Your instructions:
Reproduce the records below exactly, leaving out any pictures.

[Dataset items]
<<<<
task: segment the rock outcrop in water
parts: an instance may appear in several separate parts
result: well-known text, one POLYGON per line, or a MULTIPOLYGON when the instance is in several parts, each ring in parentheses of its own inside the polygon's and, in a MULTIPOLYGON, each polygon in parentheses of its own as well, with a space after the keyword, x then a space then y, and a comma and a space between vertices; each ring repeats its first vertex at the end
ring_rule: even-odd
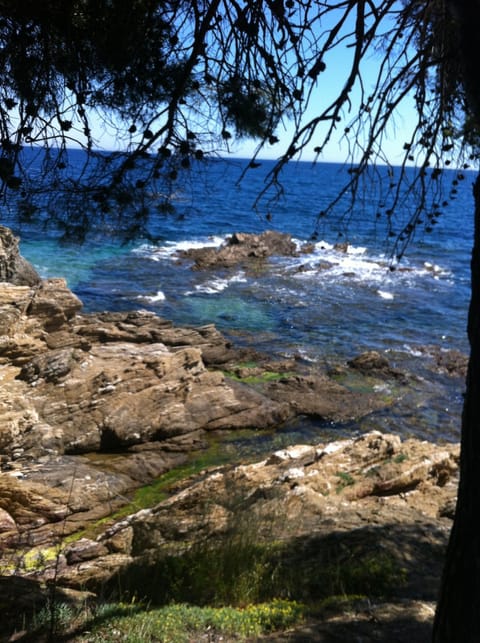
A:
POLYGON ((40 276, 20 254, 18 239, 9 228, 0 226, 0 282, 16 286, 35 286, 40 276))
POLYGON ((267 230, 261 234, 237 232, 220 248, 191 248, 180 252, 179 256, 192 259, 195 270, 207 270, 251 264, 273 255, 292 257, 297 254, 297 246, 289 234, 267 230))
>>>>
Exercise answer:
task: segment the rock outcrop in water
parts: an instance may appear in several separate parts
result: well-known text, one POLYGON per line, or a MULTIPOLYGON when the instance is in several parts, each ring in parentheses of its own inside the polygon's and, in a MULTIPOLYGON, each polygon in parentheses of its own as well, with a space after the keyword, x then a space then y, and a comma and a space between vertices; each ring repeats its first vertex at the end
ring_rule: even-odd
A:
POLYGON ((40 276, 20 254, 18 239, 9 228, 0 226, 0 282, 16 286, 35 286, 40 276))
POLYGON ((267 230, 261 234, 237 232, 220 248, 191 248, 180 252, 179 256, 192 259, 195 270, 207 270, 251 264, 273 255, 292 257, 297 254, 297 246, 289 234, 267 230))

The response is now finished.